─── Material provided
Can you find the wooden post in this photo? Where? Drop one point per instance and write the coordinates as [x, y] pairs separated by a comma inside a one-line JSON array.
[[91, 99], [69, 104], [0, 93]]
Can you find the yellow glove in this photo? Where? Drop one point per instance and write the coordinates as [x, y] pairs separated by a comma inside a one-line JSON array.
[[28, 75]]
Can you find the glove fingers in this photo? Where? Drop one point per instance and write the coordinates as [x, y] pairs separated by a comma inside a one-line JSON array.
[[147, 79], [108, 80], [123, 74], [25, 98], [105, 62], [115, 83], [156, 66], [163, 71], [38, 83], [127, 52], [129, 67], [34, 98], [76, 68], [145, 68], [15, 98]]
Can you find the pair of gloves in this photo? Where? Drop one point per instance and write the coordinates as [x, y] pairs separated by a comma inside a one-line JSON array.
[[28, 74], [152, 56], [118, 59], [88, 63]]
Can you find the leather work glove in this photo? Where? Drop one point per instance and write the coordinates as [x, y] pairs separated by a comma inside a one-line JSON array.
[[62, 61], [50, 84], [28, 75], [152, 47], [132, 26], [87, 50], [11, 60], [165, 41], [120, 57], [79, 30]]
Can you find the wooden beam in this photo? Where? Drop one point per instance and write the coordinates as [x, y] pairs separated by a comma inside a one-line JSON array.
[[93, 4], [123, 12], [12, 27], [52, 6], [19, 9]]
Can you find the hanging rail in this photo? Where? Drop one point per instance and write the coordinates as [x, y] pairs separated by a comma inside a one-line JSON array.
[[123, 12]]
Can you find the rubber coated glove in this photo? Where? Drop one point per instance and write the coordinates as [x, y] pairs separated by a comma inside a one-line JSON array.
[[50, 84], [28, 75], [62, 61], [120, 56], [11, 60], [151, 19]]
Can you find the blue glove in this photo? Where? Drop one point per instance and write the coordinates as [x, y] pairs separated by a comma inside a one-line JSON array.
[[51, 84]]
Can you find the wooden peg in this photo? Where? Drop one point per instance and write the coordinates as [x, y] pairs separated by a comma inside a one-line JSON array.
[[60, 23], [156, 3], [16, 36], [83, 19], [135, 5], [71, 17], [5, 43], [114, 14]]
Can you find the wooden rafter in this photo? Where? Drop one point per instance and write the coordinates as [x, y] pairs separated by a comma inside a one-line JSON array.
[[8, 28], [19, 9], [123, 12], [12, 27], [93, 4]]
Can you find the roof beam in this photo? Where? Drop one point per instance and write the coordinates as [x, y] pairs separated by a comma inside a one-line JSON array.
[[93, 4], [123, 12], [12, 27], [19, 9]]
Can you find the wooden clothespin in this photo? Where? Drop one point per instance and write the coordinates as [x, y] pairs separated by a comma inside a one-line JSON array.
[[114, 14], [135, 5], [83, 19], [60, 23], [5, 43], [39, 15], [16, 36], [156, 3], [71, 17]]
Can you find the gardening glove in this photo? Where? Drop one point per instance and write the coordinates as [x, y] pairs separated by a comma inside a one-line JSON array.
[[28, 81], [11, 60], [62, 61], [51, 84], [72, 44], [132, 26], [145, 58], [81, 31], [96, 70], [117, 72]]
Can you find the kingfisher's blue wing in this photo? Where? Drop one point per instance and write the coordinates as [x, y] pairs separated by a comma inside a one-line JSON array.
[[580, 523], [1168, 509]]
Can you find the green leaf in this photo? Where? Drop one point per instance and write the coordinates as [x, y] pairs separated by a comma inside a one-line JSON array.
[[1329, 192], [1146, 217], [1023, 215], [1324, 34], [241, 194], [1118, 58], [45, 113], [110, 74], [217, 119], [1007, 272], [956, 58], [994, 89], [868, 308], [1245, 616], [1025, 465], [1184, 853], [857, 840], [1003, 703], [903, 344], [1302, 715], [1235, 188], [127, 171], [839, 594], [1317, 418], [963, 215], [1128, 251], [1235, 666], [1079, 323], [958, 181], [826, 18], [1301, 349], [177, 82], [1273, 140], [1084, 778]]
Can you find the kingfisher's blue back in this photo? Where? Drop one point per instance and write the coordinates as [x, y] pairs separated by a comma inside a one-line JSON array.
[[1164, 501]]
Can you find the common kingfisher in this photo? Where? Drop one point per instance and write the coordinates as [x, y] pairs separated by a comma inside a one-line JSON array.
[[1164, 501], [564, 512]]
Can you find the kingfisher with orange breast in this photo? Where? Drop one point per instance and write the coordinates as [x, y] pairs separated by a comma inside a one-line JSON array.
──────
_How to complete this task_
Each record above is to be reproduced verbatim.

_Output of the task_
Can you find the wooden post in this photo? Where? Drop one point per instance and write the coordinates as [x, y] pairs separated by a comma inside a one-line JSON array.
[[91, 99], [69, 104], [0, 93]]
Can you find the yellow glove in this photo? Where? Drop one point per instance and write the coordinates as [x, y] pairs separated by a comma inside a one-line JSON array.
[[28, 75]]
Can you find the glove fingers in this photo? Where? Drop one point per instance and write the coordinates as [x, y] pairs separated by a comma inside a one-line JSON array.
[[147, 79], [108, 80], [123, 74], [25, 98], [105, 62], [115, 83], [156, 66], [163, 71], [38, 83], [127, 52], [129, 67], [34, 98], [76, 68], [145, 68], [15, 98]]
Can you find the pair of gloves in this photo? Where? Drop one point per instance and write the coordinates as [x, y] pairs separated by a comma inside a one-line JSON array.
[[28, 74], [152, 56], [118, 59], [88, 63]]
Can you find the leather work glove in this photo? Where? Drop one point per instance and write the coordinates as [x, y] pairs separated by a comma inside a one-line JSON array.
[[62, 61], [50, 84], [28, 75], [152, 47], [132, 26], [87, 50], [11, 60], [165, 41], [120, 57], [79, 30]]
Can you find the wooden beam in this photo? Where? Drop one point per instance and write the coordinates as [x, y] pairs separated by a comma inside a one-line JSON array.
[[93, 4], [123, 12], [12, 27], [52, 6], [19, 9]]
Can you find the hanging rail in this photo? Where? Drop one point per instance and write the coordinates as [x, y] pairs separated by a comma inside a one-line JSON array.
[[123, 12]]
Can you find the rubber coated glove in this photo? Where? Drop one point per instance and write the coordinates as [x, y] pairs separated by a comma inside a one-line JSON array.
[[50, 84], [28, 75], [62, 61], [120, 56], [11, 60], [151, 19]]
Can you find the blue glove in this photo? Where? Drop one point per instance and write the coordinates as [x, y] pairs separated by a comma inside a one-line JSON array.
[[51, 84]]
Can you find the wooden peg in this photo? Where? Drop one point per instance and write the coordinates as [x, y] pairs separated by a comma inside a one-line JSON array.
[[60, 23], [156, 3], [16, 36], [83, 19], [135, 5], [71, 17], [5, 43], [114, 14]]
Can you find the wooden rafter in this photo? Where? Drop one point per instance and write the coordinates as [x, y] pairs separated by a comma inside a one-line JSON array.
[[8, 28], [19, 9], [123, 12], [12, 27], [93, 4]]
Can you find the roof beam in this photo? Where? Drop one point per instance and write the coordinates as [x, y] pairs separated by a comma inside a one-line JSON array.
[[93, 4], [123, 12], [12, 27], [19, 9]]
Can you find the wooden clothespin in this photo? Where? Drop one point per instance and write the coordinates as [x, y] pairs separated by a comma inside a one-line JSON array.
[[114, 14], [135, 5], [83, 19], [60, 23], [5, 43], [39, 15], [16, 36], [156, 3], [71, 17]]
Can you find the gardening glove in this photo? Where? Drop one point per instance and write the coordinates as [x, y] pairs separated by a comma inside a one-line JSON array.
[[28, 81], [11, 60], [62, 61], [51, 84], [72, 44], [132, 26], [145, 58], [81, 31], [96, 70], [117, 72]]
Can you find the kingfisher's blue wing in this photo? Where? Drop one point per instance and write the coordinates as [x, y] pairs separated by a comma inside a one-line JSON array.
[[580, 523], [1168, 509]]
Can you find the green leaf in this photo? Where? Drop one point per instance and write the coordinates as [x, y] pairs separated by a comma inside a one-line JSON array.
[[1329, 192], [1146, 217], [1023, 215], [1324, 34], [241, 194], [1118, 58], [45, 113], [110, 74], [217, 119], [1007, 272], [956, 58], [994, 89], [868, 308], [1245, 616], [1025, 465], [1184, 853], [857, 840], [1003, 703], [903, 344], [1302, 715], [1235, 188], [127, 171], [839, 594], [1317, 418], [963, 215], [1128, 251], [1235, 666], [1079, 323], [958, 181], [826, 18], [1301, 349], [177, 82], [1273, 140], [1084, 778]]
Can you find the kingfisher's blue back in this photo? Where? Drop one point per instance and write the coordinates as [x, y] pairs separated by a comma inside a one-line JSON array.
[[1164, 501]]
Can you find the common kingfisher in this photo? Where? Drop one point per instance and write the coordinates as [x, y] pairs separated by a comma inside a one-line JSON array.
[[1164, 501], [564, 512]]
Can you find the kingfisher with orange breast in this photo? Where? Drop one point per instance and write the coordinates as [x, y] pairs separated by a comma inside a one-line JSON array.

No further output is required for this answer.